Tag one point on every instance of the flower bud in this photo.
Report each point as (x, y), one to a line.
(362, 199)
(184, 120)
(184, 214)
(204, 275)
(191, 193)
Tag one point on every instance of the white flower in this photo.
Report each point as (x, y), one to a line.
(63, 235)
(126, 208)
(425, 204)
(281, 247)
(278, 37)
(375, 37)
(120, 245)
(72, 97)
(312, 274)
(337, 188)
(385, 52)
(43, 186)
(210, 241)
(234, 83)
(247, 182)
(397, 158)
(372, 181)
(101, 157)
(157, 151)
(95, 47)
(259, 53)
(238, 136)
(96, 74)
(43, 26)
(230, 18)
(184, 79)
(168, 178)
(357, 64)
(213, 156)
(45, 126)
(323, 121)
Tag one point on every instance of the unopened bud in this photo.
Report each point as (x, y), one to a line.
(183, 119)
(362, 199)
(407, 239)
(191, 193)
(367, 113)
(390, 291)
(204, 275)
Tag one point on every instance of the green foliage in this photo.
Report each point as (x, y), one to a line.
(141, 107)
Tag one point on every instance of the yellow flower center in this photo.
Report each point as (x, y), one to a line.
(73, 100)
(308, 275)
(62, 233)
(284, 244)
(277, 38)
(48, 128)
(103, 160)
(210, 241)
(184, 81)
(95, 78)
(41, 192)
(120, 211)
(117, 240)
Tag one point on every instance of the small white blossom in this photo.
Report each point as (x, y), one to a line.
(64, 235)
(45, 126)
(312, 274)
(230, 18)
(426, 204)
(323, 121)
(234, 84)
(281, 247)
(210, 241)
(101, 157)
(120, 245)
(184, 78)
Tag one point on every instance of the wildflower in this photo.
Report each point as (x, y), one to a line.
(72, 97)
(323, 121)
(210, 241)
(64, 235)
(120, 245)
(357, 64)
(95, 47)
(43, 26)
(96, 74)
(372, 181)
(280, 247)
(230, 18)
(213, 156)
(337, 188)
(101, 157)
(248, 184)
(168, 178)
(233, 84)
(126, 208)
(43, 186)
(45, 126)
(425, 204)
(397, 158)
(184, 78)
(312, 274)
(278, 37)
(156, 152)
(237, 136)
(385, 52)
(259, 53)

======

= What you have to do =
From the line containing "Tag one point on every instance of the white" down to the last line, reproduce the records exactly. Include both ends.

= Problem solution =
Tag one point on every instance of the white flower in this photo.
Report each point as (x, y), one to a line.
(63, 235)
(126, 208)
(425, 204)
(281, 247)
(278, 37)
(375, 37)
(120, 245)
(72, 97)
(312, 274)
(337, 188)
(385, 52)
(43, 186)
(210, 241)
(234, 83)
(247, 182)
(397, 158)
(372, 181)
(101, 157)
(157, 151)
(95, 47)
(259, 53)
(238, 136)
(96, 74)
(43, 26)
(230, 18)
(184, 79)
(168, 178)
(357, 64)
(213, 156)
(45, 126)
(323, 121)
Tag one point on every instance of the unopened bud in this photo.
Report each point as (x, y), one to a line.
(183, 119)
(362, 199)
(407, 239)
(191, 193)
(367, 113)
(390, 291)
(204, 275)
Tag one point on every instance of the green foliage in this photo.
Report each point as (x, y), one to a line.
(141, 107)
Tag one point on every instance of the yellow flower center in this photo.
Report each point as (x, y), one to a line.
(73, 100)
(308, 275)
(62, 233)
(284, 244)
(277, 38)
(48, 128)
(103, 160)
(210, 241)
(184, 81)
(95, 78)
(41, 192)
(120, 211)
(117, 240)
Tag one point on every instance of the small white blossom in this photo.
Report each point as (x, y), one to a line.
(64, 235)
(45, 126)
(312, 274)
(230, 18)
(426, 204)
(323, 121)
(234, 84)
(281, 247)
(210, 241)
(101, 157)
(120, 245)
(184, 78)
Tag one point on every instance of the wildflower in this photo.
Report each point as (x, y), one to a line.
(72, 97)
(323, 121)
(210, 241)
(64, 235)
(120, 245)
(357, 64)
(95, 47)
(43, 26)
(96, 74)
(372, 181)
(280, 247)
(230, 18)
(213, 156)
(337, 188)
(101, 157)
(248, 184)
(168, 178)
(233, 84)
(126, 208)
(43, 186)
(45, 126)
(425, 204)
(397, 158)
(184, 78)
(312, 274)
(278, 37)
(156, 152)
(237, 136)
(385, 52)
(259, 53)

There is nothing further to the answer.